▸ **Source**:
>> start

IP Address specifies the IP address for the selected node. Make sure you click Apply to save any changes.

Click Delete to remove this node from the cluster. When this is done, you must unload and reload NCS on each server in the cluster for the node deletion to take effect. To do this, run UNLDNCS.NCF from the console of each server in the cluster. Reload NCS by running LDNCS.NCF from the console of each server in the cluster.

Always Available File Access

To make network data constantly available through your newly created cluster, you need to create and configure shared cluster volumes. To create a cluster-enabled volume, complete the following steps:

1. Launch NoRM and select Partition Disks in the left navigation frame.

2. Select the Server object of one of the nodes in the cluster and click Device Disk Management on the ConsoleOne toolbar.

3. Locate the device that corresponds to your shared storage. Click Create next to the free space on that device where you want to create the shared partition.

>> end

▸ **Source excerpt**:
>> start

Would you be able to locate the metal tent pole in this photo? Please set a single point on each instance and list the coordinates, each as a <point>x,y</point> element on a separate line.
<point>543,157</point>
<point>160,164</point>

>> end

▸ **Directions**:
1. Name every item that the cluster setup text tells the reader to click.
2. Based on the cluster setup text, do these statements agree with it? Answer yes or no for each, quoting the words that decide it.
(a) After a node is deleted, NCS needs to be unloaded and reloaded only on the server that was removed.
(b) Partition Disks is selected in the left navigation frame.
(c) The shared partition is created on free space of the device.
3. Duplicate the cluster setup text from "IP Address specifies" up to and including "left navigation frame.".

▸ **The results**:
1. Apply, Delete, Device Disk Management, Create

2.
(a) No: "you must unload and reload NCS on each server in the cluster"
(b) Yes: "select Partition Disks in the left navigation frame"
(c) Yes: "Click Create next to the free space on that device where you want to create the shared partition"

3.
IP Address specifies the IP address for the selected node. Make sure you click Apply to save any changes.

Click Delete to remove this node from the cluster. When this is done, you must unload and reload NCS on each server in the cluster for the node deletion to take effect. To do this, run UNLDNCS.NCF from the console of each server in the cluster. Reload NCS by running LDNCS.NCF from the console of each server in the cluster.

Always Available File Access

To make network data constantly available through your newly created cluster, you need to create and configure shared cluster volumes. To create a cluster-enabled volume, complete the following steps:

1. Launch NoRM and select Partition Disks in the left navigation frame.